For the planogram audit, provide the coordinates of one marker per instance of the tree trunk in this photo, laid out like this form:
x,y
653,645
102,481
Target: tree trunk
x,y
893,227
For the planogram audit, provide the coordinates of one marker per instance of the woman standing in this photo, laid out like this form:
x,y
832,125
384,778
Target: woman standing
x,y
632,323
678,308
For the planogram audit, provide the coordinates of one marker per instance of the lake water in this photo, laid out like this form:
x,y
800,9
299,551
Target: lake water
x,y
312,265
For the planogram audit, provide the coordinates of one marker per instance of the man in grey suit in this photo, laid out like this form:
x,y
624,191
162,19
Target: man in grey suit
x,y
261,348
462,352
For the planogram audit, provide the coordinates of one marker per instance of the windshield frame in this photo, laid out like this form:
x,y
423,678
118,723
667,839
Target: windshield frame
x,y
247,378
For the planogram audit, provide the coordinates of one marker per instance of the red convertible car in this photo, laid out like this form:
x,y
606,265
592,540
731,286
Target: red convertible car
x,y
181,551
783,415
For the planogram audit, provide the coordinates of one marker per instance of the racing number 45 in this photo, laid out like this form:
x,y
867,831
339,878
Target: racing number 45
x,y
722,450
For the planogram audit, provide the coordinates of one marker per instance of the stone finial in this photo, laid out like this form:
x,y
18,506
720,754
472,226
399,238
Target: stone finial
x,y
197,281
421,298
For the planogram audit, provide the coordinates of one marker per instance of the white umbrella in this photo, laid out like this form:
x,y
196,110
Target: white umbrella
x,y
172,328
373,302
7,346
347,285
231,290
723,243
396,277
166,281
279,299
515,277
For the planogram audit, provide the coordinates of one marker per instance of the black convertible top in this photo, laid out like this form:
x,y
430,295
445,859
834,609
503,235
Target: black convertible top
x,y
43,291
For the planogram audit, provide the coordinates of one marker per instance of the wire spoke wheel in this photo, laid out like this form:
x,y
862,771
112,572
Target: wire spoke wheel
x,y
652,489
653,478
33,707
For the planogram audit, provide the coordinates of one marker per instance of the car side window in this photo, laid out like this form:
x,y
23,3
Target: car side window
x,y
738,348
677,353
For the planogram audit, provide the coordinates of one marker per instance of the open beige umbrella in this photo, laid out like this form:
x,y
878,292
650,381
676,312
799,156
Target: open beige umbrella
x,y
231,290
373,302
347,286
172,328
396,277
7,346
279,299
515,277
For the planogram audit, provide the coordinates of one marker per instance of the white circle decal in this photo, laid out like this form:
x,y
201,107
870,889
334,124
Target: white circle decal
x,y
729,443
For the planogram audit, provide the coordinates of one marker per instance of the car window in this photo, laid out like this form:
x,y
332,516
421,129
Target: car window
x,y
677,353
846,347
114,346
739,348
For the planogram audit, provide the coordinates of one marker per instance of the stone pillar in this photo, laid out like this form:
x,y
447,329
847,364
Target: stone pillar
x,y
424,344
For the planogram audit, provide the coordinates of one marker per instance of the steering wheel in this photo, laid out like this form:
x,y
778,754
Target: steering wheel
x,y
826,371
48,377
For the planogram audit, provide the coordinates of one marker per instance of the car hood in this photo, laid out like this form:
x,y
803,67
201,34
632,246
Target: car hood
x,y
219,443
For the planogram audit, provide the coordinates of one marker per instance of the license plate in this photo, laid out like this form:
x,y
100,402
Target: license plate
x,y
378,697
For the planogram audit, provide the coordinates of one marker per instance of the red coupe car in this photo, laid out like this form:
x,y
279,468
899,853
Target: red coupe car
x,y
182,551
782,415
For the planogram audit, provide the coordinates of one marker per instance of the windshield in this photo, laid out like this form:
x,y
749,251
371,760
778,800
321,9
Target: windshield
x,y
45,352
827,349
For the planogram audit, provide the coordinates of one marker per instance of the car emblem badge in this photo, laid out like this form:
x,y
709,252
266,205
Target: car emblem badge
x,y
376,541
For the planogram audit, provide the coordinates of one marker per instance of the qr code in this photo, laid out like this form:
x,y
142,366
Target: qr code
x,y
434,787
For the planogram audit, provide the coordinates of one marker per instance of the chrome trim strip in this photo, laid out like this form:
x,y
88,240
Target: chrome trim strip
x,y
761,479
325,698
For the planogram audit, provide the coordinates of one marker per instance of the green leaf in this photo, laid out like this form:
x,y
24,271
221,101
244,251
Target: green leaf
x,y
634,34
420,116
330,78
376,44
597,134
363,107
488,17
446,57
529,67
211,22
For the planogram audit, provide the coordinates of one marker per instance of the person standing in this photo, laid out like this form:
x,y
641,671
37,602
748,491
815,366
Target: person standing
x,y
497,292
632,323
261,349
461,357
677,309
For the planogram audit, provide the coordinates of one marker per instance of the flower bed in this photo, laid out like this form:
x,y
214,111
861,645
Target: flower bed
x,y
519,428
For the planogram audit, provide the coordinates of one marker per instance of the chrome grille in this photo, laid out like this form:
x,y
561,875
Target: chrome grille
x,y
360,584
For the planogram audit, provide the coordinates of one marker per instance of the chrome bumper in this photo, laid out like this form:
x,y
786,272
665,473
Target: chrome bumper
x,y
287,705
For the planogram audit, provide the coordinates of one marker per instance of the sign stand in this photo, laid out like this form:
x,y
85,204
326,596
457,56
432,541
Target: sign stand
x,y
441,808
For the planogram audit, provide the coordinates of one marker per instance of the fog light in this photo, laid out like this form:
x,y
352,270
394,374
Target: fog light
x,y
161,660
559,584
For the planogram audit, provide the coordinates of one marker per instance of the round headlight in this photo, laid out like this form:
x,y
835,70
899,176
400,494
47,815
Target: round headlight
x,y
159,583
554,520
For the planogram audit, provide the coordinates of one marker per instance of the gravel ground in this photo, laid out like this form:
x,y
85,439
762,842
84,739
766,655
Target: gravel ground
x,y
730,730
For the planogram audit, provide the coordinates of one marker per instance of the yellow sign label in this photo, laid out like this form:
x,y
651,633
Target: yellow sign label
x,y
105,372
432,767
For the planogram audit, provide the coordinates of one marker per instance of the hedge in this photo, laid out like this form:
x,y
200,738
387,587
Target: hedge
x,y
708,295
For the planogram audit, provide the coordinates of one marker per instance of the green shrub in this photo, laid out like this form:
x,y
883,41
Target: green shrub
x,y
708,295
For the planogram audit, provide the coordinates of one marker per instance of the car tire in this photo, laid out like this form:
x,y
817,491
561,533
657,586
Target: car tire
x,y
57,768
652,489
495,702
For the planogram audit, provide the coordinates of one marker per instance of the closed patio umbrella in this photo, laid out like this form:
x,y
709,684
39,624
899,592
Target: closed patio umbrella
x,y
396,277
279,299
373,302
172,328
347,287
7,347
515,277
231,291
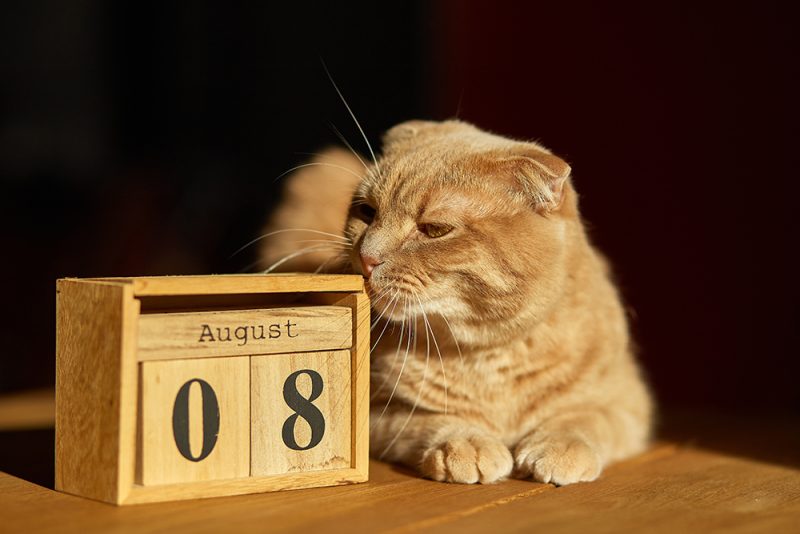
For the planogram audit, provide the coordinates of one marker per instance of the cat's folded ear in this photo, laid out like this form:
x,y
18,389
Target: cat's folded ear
x,y
540,175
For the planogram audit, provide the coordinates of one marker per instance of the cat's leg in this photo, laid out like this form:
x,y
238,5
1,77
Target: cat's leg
x,y
442,447
575,446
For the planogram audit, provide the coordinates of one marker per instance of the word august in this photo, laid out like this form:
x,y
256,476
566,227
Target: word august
x,y
242,334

■ **EXERCISE DETAILS**
Output every record exactly, minus the pictures.

■ **SOLUTION FOR THIS PROBLEM**
For the planogram audit, provide the coordinates of one marker per instance of the tree trunk in this photo, laid out like this form:
x,y
653,645
102,481
Target: tree trunk
x,y
893,227
For the planogram audit, provide the coordinates of one marker per instance of the woman standing in this photo, laid out like this form:
x,y
832,125
384,778
Target: woman standing
x,y
632,323
678,308
For the planogram audit, provide the coordinates of one marker per instance of the lake water in this photo, laid out like this form:
x,y
800,9
299,551
Target: lake water
x,y
312,265
For the planogram audit, provide the coordinates of one marker per instance of the man in grey suit in this photo, laid out like this form:
x,y
624,191
162,19
Target: man in grey suit
x,y
261,348
462,352
For the planogram audit, provide the coordinates of one marker per instance of the windshield frame in this photo, laid out like this form:
x,y
423,678
118,723
667,839
Target: windshield frame
x,y
247,378
For the planogram audit, provide the coordinates of one marker per instance of the red convertible car in this photo, laid out like this form:
x,y
606,265
592,540
731,286
Target: red convertible car
x,y
181,551
783,415
For the planogram audit, provide the coordinates of one marker per instance of the racing number 45 in this photo, laid out like this form:
x,y
867,831
339,878
Target: racing number 45
x,y
722,450
For the planogram audit, provide the coordinates of one marker per instance of the stone finial in this photo, laid out like this form:
x,y
18,506
720,754
472,226
399,238
Target: stone finial
x,y
197,281
421,298
For the planogram audit, provide the coordinates of one marker per instance of the white umbrella in this photo, laid out like this form:
x,y
196,110
Target: white umbrella
x,y
172,328
373,302
7,346
347,285
231,290
723,243
396,277
166,281
279,299
515,277
For the planogram audit, provide the coordinates of one marker per instance of the black convertible top in this photo, laid out like this form:
x,y
430,295
445,859
834,609
503,235
Target: black convertible top
x,y
43,291
For the planogram audit, provide the coordinates of one marker per instance of the wire spoke wheel in this photo, laid out like this form:
x,y
862,771
112,572
Target: wire spoke wheel
x,y
652,489
653,478
33,707
For the planogram audit, provide the coordinates of one marker per instance of the car side window in this photo, laid out like this form:
x,y
23,3
Target: car side window
x,y
738,348
677,353
For the planogram audit, provide the coordinates of one marker per instance of the open beige umbrella in this photo, laid out like this form:
x,y
878,292
650,381
676,312
799,156
Target: open beige umbrella
x,y
231,290
373,302
347,286
172,328
396,277
7,346
279,299
515,277
For the planogram audit, provide the coordinates of one marker per instance of the white circle decal in this photo, laid out like this form:
x,y
201,107
870,889
334,124
Target: white circle decal
x,y
729,443
For the planogram audit, provide the coordinates of one marker per instance of the car window in this photo, laid out like this form:
x,y
332,516
421,129
Target: car window
x,y
677,353
846,347
114,346
739,348
For the planogram audit, provide the coordinates of one marker per instance of the stone pillar in this photo, laid out like this form:
x,y
447,329
847,364
Target: stone pillar
x,y
424,344
For the planogram audit, provide the coordinates of one marker per instance of the steering wheel in this photo, laid out like this form:
x,y
778,754
Target: steering wheel
x,y
826,371
48,377
For the planogram audit, provide the coordinates of one marker per instance of the car hood in this photo, laid out like this form:
x,y
803,67
201,34
632,246
Target: car hood
x,y
219,443
For the planogram audit, provide the coordinates of one marker per instance of the license plate in this photo, laid out like this form:
x,y
100,402
Target: license plate
x,y
378,697
For the planogram audit, provide the coordinates of one marker per instance of the red coupe car in this photo, laid out like this form:
x,y
279,468
899,853
Target: red coupe car
x,y
182,551
782,415
For the planogram audit, provide the coordinates of one marker per instance of the windshield in this photo, laid out like this form:
x,y
749,251
371,760
778,800
321,9
Target: windshield
x,y
45,352
827,349
For the planogram audit, provide the coordinates of one marker per instance of the car emblem badge in this photo, laid out like this form:
x,y
709,252
266,205
Target: car emblem badge
x,y
376,541
For the planogram audit, provide the coordinates of one marker per instance of the qr code in this photo, laid out like this form:
x,y
142,366
Target: qr code
x,y
434,787
For the planogram audit, provide the coordinates of one marker per instance of the chrome trim strip in this photo, laid out like this form:
x,y
88,240
Target: chrome trim strip
x,y
761,479
325,698
For the planogram audit, provide the coordinates of one marker per instance of the green leaf in this photo, laid out like this form:
x,y
24,271
221,101
244,251
Target: green leaf
x,y
634,34
420,116
330,78
376,44
597,134
363,107
488,17
446,57
529,67
211,22
For the planogram audit, provide the coordinates of one marker per instance of the person standing in this photo, laid out like this form:
x,y
641,671
37,602
748,491
815,366
Target: person standing
x,y
497,292
632,323
261,349
461,357
677,309
For the planogram audit, provide the coordinates of one marker per instance of the flower bed in this photo, laid out like this form:
x,y
214,111
861,645
Target: flower bed
x,y
519,428
For the planogram audit, provide the coordinates of one marker per instance of the chrome grille in this photo, laid out like this form:
x,y
561,875
Target: chrome grille
x,y
360,584
For the planogram audit, provide the coordinates of one marker per instance of the chrome bumper in this photo, laid out like this form:
x,y
786,272
665,473
Target: chrome bumper
x,y
287,705
For the planogram audit, provide the coordinates of one marker per instance of the sign stand in this photo, laid out like this form:
x,y
85,204
326,596
457,56
432,541
Target: sign stand
x,y
441,808
For the planogram audit, provide the coordinates of one marker per instance of the fog light in this photo, laid out like this form:
x,y
352,270
394,374
Target: fog light
x,y
161,660
559,584
For the planogram audit, provide the coordinates of one marker per instance of the round headlight in this photo, laid out like this form:
x,y
835,70
899,176
400,494
47,815
Target: round headlight
x,y
159,583
554,520
For the planogram audit, provide the coordinates of one marker per instance of the gravel ground in this photo, laid out like this form:
x,y
85,439
762,842
84,739
766,655
Target: gravel ground
x,y
730,730
For the planogram audit, provide the coordinates of one marker per instance of the yellow sign label in this photo, laid out like this form:
x,y
651,633
Target: yellow sign label
x,y
105,372
432,767
For the planogram audit, provide the coordinates of one marker per instance of the hedge in this photo, laid out like this form:
x,y
200,738
387,587
Target: hedge
x,y
708,295
For the planogram audit, provide the coordinates of one marker per instance of the green shrub in this photo, laid out like this form:
x,y
883,41
Target: green shrub
x,y
708,295
For the planogram audit, provide the coordinates of one marker per instance of the car tire in this photo, laid out like this form:
x,y
817,491
561,533
657,586
Target: car tire
x,y
57,768
652,489
495,702
For the planogram audit, provide the coordinates of one marker per instance of the closed patio umbrella in this photo, laid out like this form:
x,y
709,684
39,624
899,592
Target: closed patio umbrella
x,y
396,277
279,299
373,302
172,328
347,287
7,347
515,277
231,291
For the planogram audit, provide the coordinates of one marker per instance of the cat's folded ear in this photo, laid out like this form:
x,y
18,389
Target: cat's folded ear
x,y
540,175
For the planogram audit, provide the coordinates of one marker per instance of the cat's leg in this photo, laid out like this form:
x,y
238,5
1,77
Target: cat's leg
x,y
442,447
575,446
For the planogram audit, provide the coordinates of one marker per instance of the word august in this photo, laid out like this form:
x,y
256,476
566,227
Target: word august
x,y
242,334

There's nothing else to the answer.